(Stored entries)
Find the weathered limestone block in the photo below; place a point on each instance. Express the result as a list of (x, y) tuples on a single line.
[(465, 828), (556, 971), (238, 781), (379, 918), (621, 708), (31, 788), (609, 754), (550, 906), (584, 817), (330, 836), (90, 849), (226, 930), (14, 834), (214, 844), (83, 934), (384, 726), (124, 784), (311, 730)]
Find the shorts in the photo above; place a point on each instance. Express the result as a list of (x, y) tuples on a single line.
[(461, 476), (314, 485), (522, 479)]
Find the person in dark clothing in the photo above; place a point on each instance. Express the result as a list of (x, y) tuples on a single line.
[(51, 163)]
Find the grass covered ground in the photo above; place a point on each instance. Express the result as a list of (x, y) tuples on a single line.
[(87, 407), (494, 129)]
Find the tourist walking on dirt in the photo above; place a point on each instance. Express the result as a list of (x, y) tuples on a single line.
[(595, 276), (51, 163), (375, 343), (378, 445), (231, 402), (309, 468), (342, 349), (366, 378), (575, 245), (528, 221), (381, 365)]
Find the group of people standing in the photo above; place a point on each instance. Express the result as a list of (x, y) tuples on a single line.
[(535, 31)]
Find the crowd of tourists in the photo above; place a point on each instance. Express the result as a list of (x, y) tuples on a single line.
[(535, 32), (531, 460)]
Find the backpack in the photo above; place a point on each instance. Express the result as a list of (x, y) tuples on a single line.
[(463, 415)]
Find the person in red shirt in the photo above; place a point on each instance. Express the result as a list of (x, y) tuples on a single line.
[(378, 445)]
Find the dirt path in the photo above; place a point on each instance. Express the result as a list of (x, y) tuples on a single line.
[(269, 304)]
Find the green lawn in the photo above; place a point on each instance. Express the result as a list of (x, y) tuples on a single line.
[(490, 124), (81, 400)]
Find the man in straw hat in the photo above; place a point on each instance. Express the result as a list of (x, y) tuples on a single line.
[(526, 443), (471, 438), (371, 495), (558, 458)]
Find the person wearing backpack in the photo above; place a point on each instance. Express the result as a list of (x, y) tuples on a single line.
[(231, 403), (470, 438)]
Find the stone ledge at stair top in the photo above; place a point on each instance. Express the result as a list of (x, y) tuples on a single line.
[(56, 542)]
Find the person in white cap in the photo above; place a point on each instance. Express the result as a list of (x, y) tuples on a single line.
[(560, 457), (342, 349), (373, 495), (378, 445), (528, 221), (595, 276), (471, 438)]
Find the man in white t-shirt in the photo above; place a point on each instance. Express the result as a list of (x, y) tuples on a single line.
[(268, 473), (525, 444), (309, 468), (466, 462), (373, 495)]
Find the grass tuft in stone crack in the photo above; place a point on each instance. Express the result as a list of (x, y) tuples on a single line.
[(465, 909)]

...

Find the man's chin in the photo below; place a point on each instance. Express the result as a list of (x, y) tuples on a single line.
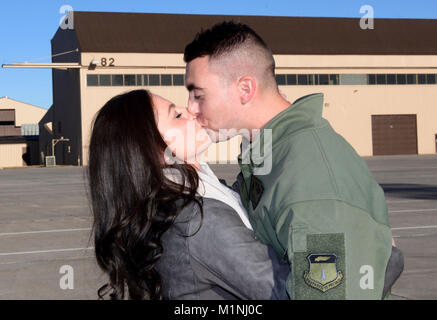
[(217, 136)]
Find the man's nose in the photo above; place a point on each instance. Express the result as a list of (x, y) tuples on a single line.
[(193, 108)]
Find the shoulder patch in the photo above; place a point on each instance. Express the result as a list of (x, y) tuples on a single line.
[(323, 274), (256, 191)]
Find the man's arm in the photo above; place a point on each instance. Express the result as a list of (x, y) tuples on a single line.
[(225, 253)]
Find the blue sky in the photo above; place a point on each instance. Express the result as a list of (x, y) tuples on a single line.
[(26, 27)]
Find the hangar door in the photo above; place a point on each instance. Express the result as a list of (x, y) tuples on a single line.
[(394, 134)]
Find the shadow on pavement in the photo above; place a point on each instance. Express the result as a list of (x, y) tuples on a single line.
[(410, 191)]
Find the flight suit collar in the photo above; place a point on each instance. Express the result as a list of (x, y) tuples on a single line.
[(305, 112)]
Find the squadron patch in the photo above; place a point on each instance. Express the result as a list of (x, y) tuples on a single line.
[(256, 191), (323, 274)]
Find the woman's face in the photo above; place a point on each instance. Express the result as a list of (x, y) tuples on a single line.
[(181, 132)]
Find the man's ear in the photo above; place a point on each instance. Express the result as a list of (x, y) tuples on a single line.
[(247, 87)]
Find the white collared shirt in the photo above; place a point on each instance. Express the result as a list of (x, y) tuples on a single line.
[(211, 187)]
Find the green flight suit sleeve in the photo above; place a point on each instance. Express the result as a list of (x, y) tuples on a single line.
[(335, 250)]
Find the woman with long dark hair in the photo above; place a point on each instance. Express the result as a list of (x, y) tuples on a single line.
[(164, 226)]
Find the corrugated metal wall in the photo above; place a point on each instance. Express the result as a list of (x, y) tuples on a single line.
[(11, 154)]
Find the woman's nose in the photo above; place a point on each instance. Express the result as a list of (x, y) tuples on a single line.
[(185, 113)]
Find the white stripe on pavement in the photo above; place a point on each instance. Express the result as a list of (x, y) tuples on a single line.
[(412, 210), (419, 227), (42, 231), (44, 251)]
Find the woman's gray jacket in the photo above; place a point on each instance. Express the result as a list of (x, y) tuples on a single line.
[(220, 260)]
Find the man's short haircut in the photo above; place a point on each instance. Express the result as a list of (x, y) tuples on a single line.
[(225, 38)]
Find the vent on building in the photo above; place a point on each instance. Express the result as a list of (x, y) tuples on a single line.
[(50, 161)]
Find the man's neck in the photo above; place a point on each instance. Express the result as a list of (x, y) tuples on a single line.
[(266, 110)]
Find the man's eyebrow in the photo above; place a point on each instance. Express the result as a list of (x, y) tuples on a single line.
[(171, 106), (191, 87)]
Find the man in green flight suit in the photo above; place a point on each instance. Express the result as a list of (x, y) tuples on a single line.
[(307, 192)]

*Exercise requirements*: Set down, without alteration, everything in the entries from the line containing "Find the person in red" down to the line containing "[(56, 542)]", with both of those lines included.

*Completed exercise*:
Find the person in red shirt in the photo above; place a point on each instance. Express the result as a list of (x, y) tuples on a single line.
[(378, 445)]
Find the dirt path in the photo above; place a point on each instance. Express the result as a list of (x, y) tuples on a single line.
[(269, 304)]
Find the green lawn in the photo above; place a point on each instance. Express the result as a list of (x, y) tuples on a single line.
[(490, 124), (81, 400)]
Find the man in straw hat in the photo above; place a point on each instance. Express the result as a list of (x, y) tuples on a single line.
[(526, 443), (471, 438), (371, 495), (558, 458)]
Find the person wearing backpack in the photo above; place a point on each instance. Express the result as a list of (x, y) tuples on a single line.
[(231, 403), (470, 438)]
Find the stone ledge at stair top in the photo above; place a point on each instance. Express the result as a list of (x, y) tuples on a single line.
[(56, 542)]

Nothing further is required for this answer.